**Excerpts from point annotation data**:
——————————

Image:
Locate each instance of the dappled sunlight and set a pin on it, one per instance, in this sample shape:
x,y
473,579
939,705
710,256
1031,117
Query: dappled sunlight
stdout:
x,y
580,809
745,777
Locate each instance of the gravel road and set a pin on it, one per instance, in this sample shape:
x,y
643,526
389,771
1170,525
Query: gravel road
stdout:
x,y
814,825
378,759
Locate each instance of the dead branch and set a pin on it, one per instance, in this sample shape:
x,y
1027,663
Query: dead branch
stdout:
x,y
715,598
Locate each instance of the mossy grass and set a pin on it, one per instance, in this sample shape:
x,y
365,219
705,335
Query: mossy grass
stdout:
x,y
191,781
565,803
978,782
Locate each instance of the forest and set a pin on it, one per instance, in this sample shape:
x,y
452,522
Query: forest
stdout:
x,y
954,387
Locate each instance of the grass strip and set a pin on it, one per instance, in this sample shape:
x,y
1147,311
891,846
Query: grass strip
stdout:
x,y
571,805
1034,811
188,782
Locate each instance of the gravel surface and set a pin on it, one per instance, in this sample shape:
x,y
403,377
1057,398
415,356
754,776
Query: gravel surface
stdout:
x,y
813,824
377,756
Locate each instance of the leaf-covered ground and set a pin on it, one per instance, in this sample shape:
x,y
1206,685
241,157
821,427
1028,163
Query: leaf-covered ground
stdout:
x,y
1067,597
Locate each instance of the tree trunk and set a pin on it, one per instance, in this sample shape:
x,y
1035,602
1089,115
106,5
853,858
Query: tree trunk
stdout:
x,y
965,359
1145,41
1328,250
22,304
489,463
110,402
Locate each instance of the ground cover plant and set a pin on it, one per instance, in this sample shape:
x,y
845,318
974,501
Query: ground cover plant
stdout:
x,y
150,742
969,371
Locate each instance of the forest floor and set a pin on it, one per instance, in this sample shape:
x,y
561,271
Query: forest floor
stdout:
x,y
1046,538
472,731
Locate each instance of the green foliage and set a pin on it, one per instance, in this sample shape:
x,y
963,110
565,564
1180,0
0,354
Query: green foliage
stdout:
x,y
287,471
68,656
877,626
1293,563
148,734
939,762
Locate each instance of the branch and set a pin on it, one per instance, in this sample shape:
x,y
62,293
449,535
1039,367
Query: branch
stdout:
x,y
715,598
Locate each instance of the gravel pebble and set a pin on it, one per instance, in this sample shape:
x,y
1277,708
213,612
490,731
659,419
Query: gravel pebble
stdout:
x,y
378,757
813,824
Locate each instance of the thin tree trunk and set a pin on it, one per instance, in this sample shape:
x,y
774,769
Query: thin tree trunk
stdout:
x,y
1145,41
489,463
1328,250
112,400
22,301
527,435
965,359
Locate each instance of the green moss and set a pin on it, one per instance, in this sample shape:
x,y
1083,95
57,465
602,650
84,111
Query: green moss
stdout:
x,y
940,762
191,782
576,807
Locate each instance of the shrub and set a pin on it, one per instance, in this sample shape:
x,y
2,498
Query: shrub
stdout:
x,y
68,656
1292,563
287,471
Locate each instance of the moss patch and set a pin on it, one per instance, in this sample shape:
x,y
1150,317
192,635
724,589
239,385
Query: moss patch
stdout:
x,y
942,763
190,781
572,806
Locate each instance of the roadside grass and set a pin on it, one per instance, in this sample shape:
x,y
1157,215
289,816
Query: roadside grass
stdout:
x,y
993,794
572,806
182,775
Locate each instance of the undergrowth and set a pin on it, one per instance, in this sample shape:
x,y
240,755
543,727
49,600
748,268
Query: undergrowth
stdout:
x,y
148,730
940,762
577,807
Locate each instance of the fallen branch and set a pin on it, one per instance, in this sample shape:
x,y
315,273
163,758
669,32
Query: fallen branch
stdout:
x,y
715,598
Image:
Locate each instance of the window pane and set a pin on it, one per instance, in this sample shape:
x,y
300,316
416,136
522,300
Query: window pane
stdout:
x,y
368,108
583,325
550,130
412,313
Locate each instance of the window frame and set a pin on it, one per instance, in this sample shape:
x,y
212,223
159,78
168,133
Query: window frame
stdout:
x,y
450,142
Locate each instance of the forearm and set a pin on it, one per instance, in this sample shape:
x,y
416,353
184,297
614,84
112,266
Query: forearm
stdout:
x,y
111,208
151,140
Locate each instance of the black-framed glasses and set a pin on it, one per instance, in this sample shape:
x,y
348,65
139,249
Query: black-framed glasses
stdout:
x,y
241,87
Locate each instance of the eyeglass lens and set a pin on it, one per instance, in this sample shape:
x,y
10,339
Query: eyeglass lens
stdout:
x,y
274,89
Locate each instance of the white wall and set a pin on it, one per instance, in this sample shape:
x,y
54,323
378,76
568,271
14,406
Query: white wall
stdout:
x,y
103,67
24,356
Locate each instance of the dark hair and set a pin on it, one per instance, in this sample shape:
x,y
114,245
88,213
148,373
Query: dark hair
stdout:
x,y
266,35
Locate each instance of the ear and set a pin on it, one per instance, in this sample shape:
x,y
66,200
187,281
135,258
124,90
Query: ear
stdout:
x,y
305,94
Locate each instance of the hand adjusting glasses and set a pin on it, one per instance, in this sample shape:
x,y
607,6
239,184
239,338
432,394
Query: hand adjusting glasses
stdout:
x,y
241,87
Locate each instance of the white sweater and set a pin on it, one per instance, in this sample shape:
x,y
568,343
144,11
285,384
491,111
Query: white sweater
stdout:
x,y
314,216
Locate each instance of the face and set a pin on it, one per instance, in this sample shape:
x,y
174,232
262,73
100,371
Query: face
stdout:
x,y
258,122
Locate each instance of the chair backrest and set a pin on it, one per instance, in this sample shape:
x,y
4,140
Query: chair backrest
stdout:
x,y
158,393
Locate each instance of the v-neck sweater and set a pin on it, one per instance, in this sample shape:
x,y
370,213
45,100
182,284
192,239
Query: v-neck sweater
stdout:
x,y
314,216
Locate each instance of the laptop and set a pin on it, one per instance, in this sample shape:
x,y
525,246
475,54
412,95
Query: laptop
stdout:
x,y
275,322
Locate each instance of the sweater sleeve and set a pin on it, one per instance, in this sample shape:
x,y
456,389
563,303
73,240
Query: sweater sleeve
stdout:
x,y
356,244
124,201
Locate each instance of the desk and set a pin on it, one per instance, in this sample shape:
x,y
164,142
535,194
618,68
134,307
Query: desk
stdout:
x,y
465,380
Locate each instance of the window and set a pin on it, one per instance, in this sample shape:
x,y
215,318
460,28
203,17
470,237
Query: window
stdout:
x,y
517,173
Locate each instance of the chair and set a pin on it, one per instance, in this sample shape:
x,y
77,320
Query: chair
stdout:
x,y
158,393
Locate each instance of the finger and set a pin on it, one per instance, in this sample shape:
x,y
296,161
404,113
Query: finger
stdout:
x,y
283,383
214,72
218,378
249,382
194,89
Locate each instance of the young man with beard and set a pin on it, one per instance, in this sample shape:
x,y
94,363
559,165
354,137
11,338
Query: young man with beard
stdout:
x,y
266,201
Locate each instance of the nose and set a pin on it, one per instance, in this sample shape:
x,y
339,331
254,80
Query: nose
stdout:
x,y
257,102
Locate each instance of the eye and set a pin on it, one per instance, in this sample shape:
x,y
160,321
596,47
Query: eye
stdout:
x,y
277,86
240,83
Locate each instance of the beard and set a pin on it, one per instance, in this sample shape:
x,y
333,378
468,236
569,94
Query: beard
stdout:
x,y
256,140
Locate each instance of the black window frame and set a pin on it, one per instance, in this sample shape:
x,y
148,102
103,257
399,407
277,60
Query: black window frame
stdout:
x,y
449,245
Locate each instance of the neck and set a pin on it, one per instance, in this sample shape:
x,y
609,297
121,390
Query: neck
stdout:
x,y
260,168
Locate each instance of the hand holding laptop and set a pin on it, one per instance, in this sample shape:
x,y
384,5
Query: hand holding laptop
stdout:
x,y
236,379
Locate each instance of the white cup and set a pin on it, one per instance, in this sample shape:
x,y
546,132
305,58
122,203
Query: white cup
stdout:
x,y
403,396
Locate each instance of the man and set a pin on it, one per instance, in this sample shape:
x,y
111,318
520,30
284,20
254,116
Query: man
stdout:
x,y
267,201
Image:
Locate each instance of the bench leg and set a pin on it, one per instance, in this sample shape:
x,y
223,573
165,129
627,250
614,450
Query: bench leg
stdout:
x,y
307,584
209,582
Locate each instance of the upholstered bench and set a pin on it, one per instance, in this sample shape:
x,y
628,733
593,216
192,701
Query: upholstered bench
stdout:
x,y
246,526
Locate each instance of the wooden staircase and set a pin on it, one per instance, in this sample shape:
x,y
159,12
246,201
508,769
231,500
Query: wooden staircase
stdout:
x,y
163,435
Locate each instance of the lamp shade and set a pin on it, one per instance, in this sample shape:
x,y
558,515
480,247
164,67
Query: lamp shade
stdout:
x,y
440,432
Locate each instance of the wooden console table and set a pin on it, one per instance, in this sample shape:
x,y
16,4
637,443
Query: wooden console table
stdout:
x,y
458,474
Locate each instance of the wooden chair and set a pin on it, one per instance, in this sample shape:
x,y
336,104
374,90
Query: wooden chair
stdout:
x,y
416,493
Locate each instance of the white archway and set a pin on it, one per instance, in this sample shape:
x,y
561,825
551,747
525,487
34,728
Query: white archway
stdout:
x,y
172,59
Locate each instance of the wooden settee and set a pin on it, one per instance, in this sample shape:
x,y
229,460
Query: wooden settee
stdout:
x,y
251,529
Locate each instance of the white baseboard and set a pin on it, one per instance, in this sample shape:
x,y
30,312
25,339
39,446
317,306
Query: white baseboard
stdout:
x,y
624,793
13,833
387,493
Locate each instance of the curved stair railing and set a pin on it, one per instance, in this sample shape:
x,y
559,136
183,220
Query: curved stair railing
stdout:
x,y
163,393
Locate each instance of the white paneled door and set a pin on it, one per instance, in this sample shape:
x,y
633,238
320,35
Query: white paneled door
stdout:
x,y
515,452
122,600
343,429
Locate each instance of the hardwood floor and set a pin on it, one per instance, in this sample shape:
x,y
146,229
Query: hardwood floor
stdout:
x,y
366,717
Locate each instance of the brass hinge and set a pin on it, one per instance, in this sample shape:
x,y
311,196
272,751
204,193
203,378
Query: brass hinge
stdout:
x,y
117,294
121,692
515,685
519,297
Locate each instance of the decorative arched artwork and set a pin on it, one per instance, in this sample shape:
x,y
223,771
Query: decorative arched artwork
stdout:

——————————

Look above for the line that holds "Locate each instance of the white paneled", then copy it and each line after it exactly, through the last line of the data.

**Task response**:
Locate each instance of the white paneled door and set a pin on it, one per instance, in this sample shape:
x,y
633,238
320,35
Query: white paneled door
stdout:
x,y
515,452
122,600
343,429
Locate each instance of the hardwood floor and set a pin on it, one per instance, in this sample shape:
x,y
146,229
Query: hardwood floor
stdout:
x,y
366,717
Locate each instance of the brass hinge and set a pin on it, one per instance, in this sample shape:
x,y
311,196
272,751
204,193
203,378
Query: brass hinge
stdout:
x,y
117,294
121,692
515,685
519,297
Locate each instance of the decorative arched artwork and set a pin on it, one per instance, in this sample shape:
x,y
223,771
Query: decorative arched artwork
stdout:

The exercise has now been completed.